WHAT IS REQUIRED: Recast every line of the rows below as a Markdown table with two columns, "Line No." and "Line Text," numbering each line in order and omitting blank lines.
─── RECORDED DATA
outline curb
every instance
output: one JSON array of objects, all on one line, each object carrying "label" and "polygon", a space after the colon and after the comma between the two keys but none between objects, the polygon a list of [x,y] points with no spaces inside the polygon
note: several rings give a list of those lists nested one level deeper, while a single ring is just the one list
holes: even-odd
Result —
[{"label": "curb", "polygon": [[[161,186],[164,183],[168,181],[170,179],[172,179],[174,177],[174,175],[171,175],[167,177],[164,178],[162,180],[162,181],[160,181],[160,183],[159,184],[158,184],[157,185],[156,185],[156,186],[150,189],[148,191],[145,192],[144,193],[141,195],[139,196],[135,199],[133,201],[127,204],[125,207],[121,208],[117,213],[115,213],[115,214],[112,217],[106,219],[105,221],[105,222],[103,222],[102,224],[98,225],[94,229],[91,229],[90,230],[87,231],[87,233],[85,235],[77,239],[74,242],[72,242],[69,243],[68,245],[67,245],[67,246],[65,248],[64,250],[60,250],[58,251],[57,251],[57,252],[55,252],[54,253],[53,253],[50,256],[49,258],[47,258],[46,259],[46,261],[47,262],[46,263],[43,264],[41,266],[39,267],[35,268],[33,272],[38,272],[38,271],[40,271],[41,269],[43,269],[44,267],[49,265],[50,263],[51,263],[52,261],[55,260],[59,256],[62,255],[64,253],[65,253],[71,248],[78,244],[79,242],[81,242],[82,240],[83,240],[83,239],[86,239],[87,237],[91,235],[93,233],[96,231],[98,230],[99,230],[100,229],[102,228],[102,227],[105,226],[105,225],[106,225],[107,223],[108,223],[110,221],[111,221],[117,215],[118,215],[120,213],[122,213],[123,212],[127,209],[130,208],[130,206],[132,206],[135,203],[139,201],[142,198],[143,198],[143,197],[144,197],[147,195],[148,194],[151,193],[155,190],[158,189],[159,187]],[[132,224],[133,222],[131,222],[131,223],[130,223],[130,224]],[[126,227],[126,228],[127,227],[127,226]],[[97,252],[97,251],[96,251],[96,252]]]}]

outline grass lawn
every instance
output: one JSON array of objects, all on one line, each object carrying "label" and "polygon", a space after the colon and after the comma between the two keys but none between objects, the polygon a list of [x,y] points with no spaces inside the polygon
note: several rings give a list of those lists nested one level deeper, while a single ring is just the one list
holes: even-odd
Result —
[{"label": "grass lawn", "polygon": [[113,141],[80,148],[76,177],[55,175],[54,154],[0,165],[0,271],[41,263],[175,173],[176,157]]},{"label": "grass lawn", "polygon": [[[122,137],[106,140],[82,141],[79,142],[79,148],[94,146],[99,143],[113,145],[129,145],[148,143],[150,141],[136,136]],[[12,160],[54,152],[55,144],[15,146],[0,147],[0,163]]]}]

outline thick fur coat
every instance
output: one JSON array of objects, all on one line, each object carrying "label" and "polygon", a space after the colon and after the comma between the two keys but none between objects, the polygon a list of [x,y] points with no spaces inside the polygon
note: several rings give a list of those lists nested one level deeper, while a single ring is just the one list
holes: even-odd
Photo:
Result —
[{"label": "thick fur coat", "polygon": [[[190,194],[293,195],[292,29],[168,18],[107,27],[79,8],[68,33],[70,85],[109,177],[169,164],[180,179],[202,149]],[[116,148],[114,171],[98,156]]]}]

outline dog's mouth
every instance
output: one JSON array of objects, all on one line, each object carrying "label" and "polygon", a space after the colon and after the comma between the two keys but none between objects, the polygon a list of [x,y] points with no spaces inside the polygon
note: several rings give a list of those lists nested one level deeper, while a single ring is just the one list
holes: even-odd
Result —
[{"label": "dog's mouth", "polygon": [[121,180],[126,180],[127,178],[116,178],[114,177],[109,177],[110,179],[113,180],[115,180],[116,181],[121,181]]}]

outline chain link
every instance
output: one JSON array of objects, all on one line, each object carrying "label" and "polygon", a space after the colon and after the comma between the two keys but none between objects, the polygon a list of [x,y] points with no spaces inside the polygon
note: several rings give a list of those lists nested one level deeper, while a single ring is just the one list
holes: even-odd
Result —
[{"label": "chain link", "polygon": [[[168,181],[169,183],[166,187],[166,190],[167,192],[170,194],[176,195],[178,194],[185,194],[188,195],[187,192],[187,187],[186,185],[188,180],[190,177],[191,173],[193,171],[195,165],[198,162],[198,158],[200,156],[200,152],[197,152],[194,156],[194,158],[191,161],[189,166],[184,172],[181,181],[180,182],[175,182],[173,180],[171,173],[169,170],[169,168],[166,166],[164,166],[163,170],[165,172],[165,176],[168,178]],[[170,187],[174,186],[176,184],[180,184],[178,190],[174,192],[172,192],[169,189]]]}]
──────
COMPLETE OUTPUT:
| Line No. | Line Text |
|---|---|
| 1 | outline curb |
| 2 | every instance |
| 3 | output: one JSON array of objects, all on one line, each object carrying "label" and "polygon", a space after the colon and after the comma between the two keys but none between objects, the polygon a list of [x,y] points with no spaces inside the polygon |
| 4 | note: several rings give a list of those lists nested one level deeper, while a single ring is just the one list |
| 5 | holes: even-odd |
| 6 | Result — |
| 7 | [{"label": "curb", "polygon": [[[161,186],[164,183],[168,181],[170,179],[172,179],[174,177],[174,175],[171,175],[167,177],[164,178],[162,180],[162,181],[160,181],[160,183],[159,184],[158,184],[157,185],[156,185],[156,186],[150,189],[148,191],[145,192],[144,193],[141,195],[139,196],[135,199],[133,201],[127,204],[125,207],[121,208],[117,213],[115,213],[115,214],[112,217],[106,219],[105,221],[105,222],[103,222],[102,224],[98,225],[94,229],[91,229],[90,230],[87,231],[87,233],[85,235],[77,239],[74,242],[72,242],[69,243],[68,245],[67,245],[67,246],[65,248],[64,250],[60,250],[58,251],[57,251],[57,252],[55,252],[54,253],[53,253],[50,256],[49,258],[47,258],[46,259],[46,261],[47,262],[46,263],[43,264],[41,266],[39,267],[35,268],[33,272],[38,272],[38,271],[40,271],[41,269],[43,269],[44,267],[49,265],[50,263],[51,263],[52,261],[55,260],[59,256],[62,255],[64,253],[65,253],[71,248],[78,244],[79,242],[81,242],[82,240],[83,240],[83,239],[86,239],[87,237],[91,235],[93,233],[96,231],[98,230],[99,230],[100,229],[102,228],[102,227],[105,226],[105,225],[106,225],[107,223],[108,223],[110,221],[111,221],[117,215],[118,215],[120,213],[122,213],[123,212],[127,209],[130,208],[130,206],[132,206],[135,203],[139,201],[142,198],[143,198],[143,197],[144,197],[147,195],[148,194],[151,193],[155,190],[158,189],[159,187]],[[132,224],[133,222],[131,222],[131,223],[130,223],[130,224]],[[126,227],[126,228],[127,227],[127,226]],[[97,252],[97,251],[96,251],[96,252]]]}] |
| 8 | outline grass lawn |
| 9 | every instance |
| 10 | output: one JSON array of objects, all on one line, each object carrying "label" and "polygon", a space after the colon and after the comma between the two keys but none between objects, the polygon a list of [x,y] points with no spaces inside the polygon |
| 11 | note: several rings give a list of those lists nested one level deeper, while a single ring is just the one list |
| 12 | holes: even-odd |
| 13 | Result — |
| 14 | [{"label": "grass lawn", "polygon": [[113,141],[80,148],[76,177],[55,175],[54,154],[0,165],[0,271],[41,263],[175,173],[176,157]]},{"label": "grass lawn", "polygon": [[[122,137],[106,140],[82,141],[79,142],[79,148],[94,146],[99,143],[113,145],[129,145],[148,143],[150,141],[136,136]],[[12,160],[54,152],[55,144],[15,146],[0,147],[0,163]]]}] |
| 15 | outline thick fur coat |
| 16 | every instance |
| 17 | output: one JSON array of objects, all on one line, each object carrying "label" and "polygon", a space after the colon and after the comma between the two keys but none between objects, the polygon a list of [x,y] points with no spaces inside the polygon |
| 18 | note: several rings give a list of those lists nested one level deeper, while a single ring is just the one list |
| 19 | holes: even-odd |
| 20 | Photo: |
| 21 | Result — |
| 22 | [{"label": "thick fur coat", "polygon": [[[190,194],[293,195],[292,29],[168,18],[107,27],[79,8],[68,33],[70,85],[109,177],[169,164],[180,179],[202,149]],[[116,148],[114,171],[98,156]]]}] |
| 23 | outline dog's mouth |
| 24 | every instance |
| 25 | output: one JSON array of objects, all on one line, each object carrying "label" and "polygon", a space after the colon and after the comma between the two keys but none between objects, the polygon a list of [x,y] points with no spaces inside the polygon |
| 26 | note: several rings give a list of those lists nested one level deeper, while a single ring is just the one list |
| 27 | holes: even-odd |
| 28 | Result — |
| 29 | [{"label": "dog's mouth", "polygon": [[121,180],[126,180],[127,178],[116,178],[114,177],[109,177],[110,179],[113,180],[115,180],[116,181],[121,181]]}] |
| 30 | outline chain link |
| 31 | every instance |
| 32 | output: one JSON array of objects, all on one line, each object carrying "label" and "polygon", a space after the colon and after the comma between the two keys but none between objects, the polygon a list of [x,y] points with no spaces inside the polygon |
| 33 | note: several rings give a list of those lists nested one level deeper, while a single ring is just the one list |
| 34 | holes: even-odd |
| 35 | Result — |
| 36 | [{"label": "chain link", "polygon": [[[168,181],[169,183],[166,187],[166,190],[167,192],[170,194],[176,195],[178,194],[185,194],[188,195],[187,192],[187,187],[186,185],[188,180],[190,177],[191,173],[193,171],[195,165],[198,162],[198,158],[200,156],[200,152],[197,152],[194,156],[194,158],[191,161],[189,166],[184,172],[181,181],[180,182],[175,182],[173,180],[171,173],[169,170],[169,168],[166,166],[164,166],[163,170],[165,172],[165,176],[168,178]],[[170,187],[174,186],[176,184],[180,184],[178,190],[174,192],[172,192],[169,189]]]}] |